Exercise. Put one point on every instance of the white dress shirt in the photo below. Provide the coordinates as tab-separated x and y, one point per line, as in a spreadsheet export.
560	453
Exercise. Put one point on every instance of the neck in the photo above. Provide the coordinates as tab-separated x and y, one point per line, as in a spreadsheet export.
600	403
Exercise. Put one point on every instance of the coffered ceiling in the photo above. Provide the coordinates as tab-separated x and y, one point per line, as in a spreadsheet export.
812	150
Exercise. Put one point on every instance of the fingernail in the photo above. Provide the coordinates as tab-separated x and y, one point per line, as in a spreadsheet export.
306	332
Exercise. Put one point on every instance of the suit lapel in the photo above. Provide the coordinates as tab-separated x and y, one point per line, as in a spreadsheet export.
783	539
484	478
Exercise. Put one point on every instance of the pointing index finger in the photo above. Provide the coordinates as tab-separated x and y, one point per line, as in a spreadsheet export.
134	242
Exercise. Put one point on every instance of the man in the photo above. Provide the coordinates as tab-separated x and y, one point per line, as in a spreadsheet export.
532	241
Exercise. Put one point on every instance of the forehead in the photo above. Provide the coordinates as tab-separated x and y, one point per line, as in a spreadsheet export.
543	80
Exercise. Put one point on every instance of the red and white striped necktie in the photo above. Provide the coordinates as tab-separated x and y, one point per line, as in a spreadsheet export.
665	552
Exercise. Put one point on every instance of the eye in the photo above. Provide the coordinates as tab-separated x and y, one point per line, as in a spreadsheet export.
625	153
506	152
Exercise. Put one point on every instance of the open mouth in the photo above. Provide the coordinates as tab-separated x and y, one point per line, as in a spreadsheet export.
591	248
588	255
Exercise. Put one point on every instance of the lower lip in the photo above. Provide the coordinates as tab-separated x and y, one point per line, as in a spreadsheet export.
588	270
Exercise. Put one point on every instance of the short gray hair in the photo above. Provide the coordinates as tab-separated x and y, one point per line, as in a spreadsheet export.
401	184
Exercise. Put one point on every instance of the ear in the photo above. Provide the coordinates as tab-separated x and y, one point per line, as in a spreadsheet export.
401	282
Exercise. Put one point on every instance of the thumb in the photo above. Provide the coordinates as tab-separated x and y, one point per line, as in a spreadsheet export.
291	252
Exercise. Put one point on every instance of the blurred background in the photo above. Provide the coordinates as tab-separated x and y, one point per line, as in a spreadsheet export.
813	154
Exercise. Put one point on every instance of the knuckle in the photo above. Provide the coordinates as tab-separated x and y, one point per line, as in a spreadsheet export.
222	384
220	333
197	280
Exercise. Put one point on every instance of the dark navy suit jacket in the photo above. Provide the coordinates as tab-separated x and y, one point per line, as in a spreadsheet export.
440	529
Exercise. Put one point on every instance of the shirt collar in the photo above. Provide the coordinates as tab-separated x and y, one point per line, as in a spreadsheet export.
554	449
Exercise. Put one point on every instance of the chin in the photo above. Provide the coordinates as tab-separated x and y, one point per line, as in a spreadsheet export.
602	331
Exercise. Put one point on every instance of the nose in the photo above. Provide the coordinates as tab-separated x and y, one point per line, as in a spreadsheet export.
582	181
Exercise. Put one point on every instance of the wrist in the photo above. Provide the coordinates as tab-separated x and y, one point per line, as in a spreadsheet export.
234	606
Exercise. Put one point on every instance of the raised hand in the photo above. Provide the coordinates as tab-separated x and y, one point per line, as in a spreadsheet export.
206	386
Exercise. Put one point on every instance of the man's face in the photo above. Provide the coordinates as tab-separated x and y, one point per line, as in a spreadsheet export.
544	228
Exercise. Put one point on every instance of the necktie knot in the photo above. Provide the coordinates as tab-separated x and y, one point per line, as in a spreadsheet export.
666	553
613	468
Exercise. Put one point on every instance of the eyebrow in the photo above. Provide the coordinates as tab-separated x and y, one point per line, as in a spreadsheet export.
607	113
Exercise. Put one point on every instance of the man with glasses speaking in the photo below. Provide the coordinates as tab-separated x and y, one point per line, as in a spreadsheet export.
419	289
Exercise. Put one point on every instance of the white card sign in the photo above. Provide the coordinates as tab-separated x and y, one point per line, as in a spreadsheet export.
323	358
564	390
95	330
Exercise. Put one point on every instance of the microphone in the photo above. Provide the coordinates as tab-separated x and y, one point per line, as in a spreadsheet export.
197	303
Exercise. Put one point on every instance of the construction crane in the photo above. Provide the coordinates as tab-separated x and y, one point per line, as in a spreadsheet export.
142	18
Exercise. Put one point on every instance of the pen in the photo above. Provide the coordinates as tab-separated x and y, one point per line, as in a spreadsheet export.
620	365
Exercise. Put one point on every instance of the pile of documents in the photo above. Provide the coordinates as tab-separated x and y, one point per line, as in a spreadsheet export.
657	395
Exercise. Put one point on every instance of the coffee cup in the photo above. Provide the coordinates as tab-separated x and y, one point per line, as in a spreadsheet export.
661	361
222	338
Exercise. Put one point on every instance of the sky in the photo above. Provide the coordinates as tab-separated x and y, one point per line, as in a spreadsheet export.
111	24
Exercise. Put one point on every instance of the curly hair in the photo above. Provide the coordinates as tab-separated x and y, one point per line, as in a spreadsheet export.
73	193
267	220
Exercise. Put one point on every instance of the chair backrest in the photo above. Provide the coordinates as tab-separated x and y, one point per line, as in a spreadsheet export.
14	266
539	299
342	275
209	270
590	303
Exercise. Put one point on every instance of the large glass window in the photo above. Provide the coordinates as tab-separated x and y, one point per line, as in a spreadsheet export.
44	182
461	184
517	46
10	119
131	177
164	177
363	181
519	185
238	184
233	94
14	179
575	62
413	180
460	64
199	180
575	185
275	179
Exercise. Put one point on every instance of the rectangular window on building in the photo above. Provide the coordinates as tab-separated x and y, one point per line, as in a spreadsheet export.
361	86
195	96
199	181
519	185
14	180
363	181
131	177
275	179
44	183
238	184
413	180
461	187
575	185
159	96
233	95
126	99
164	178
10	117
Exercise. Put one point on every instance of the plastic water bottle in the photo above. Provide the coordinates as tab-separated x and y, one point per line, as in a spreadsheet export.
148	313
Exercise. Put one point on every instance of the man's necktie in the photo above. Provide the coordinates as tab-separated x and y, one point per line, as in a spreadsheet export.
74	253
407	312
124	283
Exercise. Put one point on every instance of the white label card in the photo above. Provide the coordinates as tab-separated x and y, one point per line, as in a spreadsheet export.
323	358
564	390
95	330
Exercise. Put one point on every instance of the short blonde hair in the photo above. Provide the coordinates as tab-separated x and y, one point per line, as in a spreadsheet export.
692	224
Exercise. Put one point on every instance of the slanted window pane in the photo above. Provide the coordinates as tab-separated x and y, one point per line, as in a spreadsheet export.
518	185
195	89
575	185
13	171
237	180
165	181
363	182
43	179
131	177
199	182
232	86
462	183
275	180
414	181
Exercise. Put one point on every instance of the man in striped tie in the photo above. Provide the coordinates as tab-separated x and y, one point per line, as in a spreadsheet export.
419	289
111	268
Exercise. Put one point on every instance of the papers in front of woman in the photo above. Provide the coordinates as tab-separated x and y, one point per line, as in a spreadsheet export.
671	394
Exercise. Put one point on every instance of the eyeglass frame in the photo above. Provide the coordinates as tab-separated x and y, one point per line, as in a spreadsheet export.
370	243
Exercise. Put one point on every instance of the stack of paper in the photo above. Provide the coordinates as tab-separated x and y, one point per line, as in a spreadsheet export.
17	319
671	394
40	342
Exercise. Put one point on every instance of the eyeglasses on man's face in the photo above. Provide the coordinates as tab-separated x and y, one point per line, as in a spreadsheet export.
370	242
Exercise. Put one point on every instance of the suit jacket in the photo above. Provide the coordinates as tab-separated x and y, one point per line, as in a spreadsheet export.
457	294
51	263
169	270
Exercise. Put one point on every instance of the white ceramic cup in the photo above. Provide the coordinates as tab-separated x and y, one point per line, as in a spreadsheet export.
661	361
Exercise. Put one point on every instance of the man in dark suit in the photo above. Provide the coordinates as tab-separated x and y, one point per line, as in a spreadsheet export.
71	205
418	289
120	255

::::

• _Exercise aim_
Reproduce the records from the line containing "Exercise. Put one point on every instance of the white ceramic" through the end of the records, requests included and unchanged, offsetting every x and y coordinate in the answers by +65.

• _The completed task_
Exercise. Put one point on every instance of the white ceramic cup in the photo above. Provide the coordinates as tab-separated x and y, one point per line, as in a spreadsheet export.
726	426
Exercise. Put one point on every instance of the man in dark suit in the photo above. Provide the coordinates as tab-separated x and y, one point per line, as in a spreadsheet export.
136	270
483	354
185	320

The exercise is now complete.